■ **Document passage**
▼▼▼

Site Reliability Engineer

1 week ago


ClujNapoca, Cluj, Romania Human Direct Full time 50,000 - 70,000 per year

Role Summary

This is a hybrid role that balances proactive engineering projects—such as enhancing automation and scaling Kubernetes—with a strong focus on operational excellence. You'll contribute to both the day-to-day stability and the long-term reliability of production systems.

It's an exciting opportunity to make a real impact: our client is in the process of formally adopting SRE principles, and you'll be a key player in defining and implementing these practices. The role is well-suited for a proactive problem-solver who is passionate about building resilient systems and eager to stay ahead in the fast-evolving cloud landscape.

Responsibilities

  • Reliability & Availability:
    Design, implement, and test High Availability, Backup, and Disaster Recovery strategies.

▲▲▲

■ **The tasks**
A) Answer these questions from the Site Reliability Engineer posting:
(i) What annual pay range does it list?
(ii) What is the client in the process of doing?
(iii) Under "Reliability & Availability," which three kinds of strategies is the engineer to design, implement, and test?
B) Rewrite the paragraph of the Site Reliability Engineer posting that begins "This is a hybrid role" as a short bulleted list.

■ **Items listed in a dataset**
▼▼▼

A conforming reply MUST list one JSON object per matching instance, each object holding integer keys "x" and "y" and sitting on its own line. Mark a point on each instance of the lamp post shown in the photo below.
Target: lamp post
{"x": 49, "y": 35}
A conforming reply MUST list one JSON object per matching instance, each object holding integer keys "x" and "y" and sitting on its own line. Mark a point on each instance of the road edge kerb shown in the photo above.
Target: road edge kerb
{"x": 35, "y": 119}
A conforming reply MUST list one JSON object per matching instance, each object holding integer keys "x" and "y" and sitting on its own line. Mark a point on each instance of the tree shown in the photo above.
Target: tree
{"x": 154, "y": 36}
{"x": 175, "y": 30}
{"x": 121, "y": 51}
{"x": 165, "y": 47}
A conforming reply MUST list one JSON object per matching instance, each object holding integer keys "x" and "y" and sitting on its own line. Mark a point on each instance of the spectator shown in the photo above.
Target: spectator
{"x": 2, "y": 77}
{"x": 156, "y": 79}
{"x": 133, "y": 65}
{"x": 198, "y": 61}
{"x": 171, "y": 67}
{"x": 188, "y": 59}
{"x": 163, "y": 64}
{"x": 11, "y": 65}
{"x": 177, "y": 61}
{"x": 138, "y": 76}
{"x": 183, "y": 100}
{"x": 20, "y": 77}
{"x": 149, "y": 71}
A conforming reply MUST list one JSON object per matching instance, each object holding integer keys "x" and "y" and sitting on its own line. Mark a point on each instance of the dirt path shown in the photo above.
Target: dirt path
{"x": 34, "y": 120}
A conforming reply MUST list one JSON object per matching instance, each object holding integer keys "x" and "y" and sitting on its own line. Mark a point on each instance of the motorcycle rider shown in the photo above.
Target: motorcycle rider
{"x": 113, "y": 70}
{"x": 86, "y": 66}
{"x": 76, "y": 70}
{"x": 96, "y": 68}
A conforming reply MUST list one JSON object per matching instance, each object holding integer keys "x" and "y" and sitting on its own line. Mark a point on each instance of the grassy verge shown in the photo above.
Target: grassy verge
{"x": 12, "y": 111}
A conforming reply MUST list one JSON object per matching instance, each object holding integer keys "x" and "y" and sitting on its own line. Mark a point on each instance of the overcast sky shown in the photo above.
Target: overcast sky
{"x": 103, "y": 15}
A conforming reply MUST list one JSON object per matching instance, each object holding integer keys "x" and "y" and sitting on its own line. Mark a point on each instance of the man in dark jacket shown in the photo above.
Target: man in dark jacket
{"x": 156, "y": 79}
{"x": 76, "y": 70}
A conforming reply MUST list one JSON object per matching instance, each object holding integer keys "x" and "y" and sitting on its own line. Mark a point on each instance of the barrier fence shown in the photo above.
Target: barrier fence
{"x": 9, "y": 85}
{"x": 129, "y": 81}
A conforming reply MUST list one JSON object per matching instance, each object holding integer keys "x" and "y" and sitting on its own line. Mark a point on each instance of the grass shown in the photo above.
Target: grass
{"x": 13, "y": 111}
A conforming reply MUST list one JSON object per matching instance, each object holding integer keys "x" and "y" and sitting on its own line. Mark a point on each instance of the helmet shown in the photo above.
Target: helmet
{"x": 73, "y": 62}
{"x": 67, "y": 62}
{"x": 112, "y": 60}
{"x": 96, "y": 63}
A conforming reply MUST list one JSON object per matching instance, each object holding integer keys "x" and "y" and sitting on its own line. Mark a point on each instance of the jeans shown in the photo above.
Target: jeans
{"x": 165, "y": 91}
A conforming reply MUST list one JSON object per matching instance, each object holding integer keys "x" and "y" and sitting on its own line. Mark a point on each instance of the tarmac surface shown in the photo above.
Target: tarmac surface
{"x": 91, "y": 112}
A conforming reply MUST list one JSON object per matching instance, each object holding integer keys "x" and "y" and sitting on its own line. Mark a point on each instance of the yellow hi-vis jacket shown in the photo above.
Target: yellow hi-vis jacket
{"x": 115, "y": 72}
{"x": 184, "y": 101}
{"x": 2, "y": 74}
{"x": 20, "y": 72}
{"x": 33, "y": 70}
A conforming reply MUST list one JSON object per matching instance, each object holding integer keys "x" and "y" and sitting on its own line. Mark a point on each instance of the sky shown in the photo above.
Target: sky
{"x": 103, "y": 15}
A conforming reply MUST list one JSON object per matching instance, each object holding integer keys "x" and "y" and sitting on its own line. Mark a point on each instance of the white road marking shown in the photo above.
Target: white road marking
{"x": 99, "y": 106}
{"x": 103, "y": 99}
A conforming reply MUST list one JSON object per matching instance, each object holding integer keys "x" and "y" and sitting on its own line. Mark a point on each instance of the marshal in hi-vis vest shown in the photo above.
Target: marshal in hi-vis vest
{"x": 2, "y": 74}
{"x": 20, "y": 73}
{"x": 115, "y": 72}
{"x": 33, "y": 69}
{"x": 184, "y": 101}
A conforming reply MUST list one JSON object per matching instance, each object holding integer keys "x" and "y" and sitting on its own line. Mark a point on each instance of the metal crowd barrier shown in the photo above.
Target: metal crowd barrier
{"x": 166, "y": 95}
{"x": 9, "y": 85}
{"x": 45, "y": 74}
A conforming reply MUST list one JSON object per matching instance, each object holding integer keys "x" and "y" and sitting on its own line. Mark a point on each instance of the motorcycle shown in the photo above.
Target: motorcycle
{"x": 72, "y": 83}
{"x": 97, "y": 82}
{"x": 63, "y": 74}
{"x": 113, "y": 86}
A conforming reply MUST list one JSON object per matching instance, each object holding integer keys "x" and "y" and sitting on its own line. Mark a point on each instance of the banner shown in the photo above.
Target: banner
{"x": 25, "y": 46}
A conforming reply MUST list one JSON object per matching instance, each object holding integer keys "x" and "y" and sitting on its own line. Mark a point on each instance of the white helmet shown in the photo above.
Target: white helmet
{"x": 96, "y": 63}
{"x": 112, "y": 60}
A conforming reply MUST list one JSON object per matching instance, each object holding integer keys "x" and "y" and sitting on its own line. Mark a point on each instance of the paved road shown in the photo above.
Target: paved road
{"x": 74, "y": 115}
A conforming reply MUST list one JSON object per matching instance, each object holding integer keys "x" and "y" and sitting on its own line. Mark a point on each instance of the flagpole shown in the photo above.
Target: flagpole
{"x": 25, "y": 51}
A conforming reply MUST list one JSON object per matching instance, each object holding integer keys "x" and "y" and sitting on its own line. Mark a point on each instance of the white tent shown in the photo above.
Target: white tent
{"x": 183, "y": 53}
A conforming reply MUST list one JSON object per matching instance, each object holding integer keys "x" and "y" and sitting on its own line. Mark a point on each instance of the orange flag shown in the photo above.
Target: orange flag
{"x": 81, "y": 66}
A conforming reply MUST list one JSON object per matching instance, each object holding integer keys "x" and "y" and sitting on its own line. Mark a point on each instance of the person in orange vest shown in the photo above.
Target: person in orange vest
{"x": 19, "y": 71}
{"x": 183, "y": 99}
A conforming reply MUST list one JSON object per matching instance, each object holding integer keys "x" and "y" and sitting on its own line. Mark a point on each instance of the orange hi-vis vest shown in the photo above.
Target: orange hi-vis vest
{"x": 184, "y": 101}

▲▲▲

■ **The results**
A)
(i) 50,000 - 70,000 per year
(ii) Formally adopting SRE principles
(iii) High Availability, Backup, and Disaster Recovery

B)
- Hybrid role combining proactive engineering projects with a strong focus on operational excellence
- Projects include enhancing automation and scaling Kubernetes
- Contributes to the day-to-day stability and long-term reliability of production systems